Exercise: In the records below, change "one marker per instance" to "one marker for each instance" everywhere it appears. Write all the lines out again with nothing else changed.

--- Source records ---

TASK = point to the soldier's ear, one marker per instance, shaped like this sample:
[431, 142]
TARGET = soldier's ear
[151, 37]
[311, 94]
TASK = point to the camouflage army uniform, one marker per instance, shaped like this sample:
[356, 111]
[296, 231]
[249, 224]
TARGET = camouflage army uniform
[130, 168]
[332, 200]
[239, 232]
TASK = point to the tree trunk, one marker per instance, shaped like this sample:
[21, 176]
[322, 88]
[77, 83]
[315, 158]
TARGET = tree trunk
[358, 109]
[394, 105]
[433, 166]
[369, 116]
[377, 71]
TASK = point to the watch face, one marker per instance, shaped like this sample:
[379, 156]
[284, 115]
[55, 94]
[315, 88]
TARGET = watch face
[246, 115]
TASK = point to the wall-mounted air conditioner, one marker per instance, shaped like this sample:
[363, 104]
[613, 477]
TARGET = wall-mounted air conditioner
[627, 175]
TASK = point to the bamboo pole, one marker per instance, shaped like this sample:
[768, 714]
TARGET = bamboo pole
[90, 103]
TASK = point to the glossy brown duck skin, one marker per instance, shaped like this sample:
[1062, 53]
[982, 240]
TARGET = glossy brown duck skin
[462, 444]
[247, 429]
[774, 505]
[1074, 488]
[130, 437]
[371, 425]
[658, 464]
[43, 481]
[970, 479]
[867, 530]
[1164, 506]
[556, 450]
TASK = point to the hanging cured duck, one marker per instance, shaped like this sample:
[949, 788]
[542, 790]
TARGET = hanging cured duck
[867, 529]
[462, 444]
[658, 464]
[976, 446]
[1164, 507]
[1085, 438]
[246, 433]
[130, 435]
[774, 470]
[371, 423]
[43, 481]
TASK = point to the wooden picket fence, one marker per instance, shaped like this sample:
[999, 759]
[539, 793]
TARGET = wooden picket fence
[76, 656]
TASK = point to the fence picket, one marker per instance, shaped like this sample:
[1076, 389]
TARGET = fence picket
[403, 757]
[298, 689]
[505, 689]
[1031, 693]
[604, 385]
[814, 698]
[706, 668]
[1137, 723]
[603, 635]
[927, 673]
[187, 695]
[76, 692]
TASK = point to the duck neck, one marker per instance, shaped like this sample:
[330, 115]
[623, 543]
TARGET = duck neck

---

Finished exercise:
TASK = point to the soldier's ear, one marker for each instance, shaped like this sample:
[431, 142]
TARGET = soldier's ear
[151, 37]
[311, 94]
TASK = point to the camouflage army uniform, one marker for each instance, shaped like this sample:
[356, 111]
[296, 231]
[249, 224]
TARGET = camouflage army uniform
[130, 168]
[332, 200]
[239, 232]
TASK = point to the tree trunk, one marker for each instance, shaped like this sample:
[21, 176]
[322, 88]
[77, 83]
[315, 158]
TARGET = tree trunk
[358, 109]
[394, 105]
[433, 166]
[369, 116]
[377, 71]
TASK = point to the watch face, one marker for each instance, shaped like this sample:
[379, 156]
[284, 115]
[55, 94]
[315, 88]
TARGET = watch face
[246, 115]
TASK = point to the wall-mounted air conditioner, one marker for each instance, shaped like this sample:
[363, 104]
[613, 477]
TARGET = wall-mounted air conditioner
[627, 175]
TASK = point to the bamboo pole, one marker for each instance, shaped like this sample:
[768, 714]
TARGET = bamboo pole
[90, 103]
TASK = point to the glossy brown duck skin, one marker for each instance, shaped like this sample:
[1062, 53]
[982, 240]
TARGET = glossy brown duck skin
[462, 444]
[247, 429]
[774, 505]
[1074, 488]
[130, 437]
[371, 425]
[658, 464]
[43, 481]
[970, 479]
[867, 530]
[1164, 506]
[556, 450]
TASK = point to the hanging cured duck, one marker for each instance, shaped like this sample:
[949, 788]
[542, 790]
TARGET = hanging cured duck
[867, 529]
[462, 444]
[658, 464]
[976, 446]
[1164, 507]
[1085, 438]
[246, 433]
[130, 435]
[774, 470]
[371, 423]
[43, 481]
TASK = point to the wooden picket fence, one marker for each instance, shaped like this sample:
[999, 759]
[539, 793]
TARGET = wooden picket fence
[76, 656]
TASK = point to the fence picket, one marker for each instance, shaped like this sample:
[1076, 389]
TARGET = fence picket
[403, 757]
[298, 689]
[505, 689]
[1031, 693]
[604, 385]
[814, 698]
[706, 668]
[1137, 723]
[603, 635]
[927, 673]
[187, 695]
[76, 692]
TASK = point to the duck neck, one marker for each instance, shaped like this sample:
[330, 115]
[623, 543]
TARGET = duck neck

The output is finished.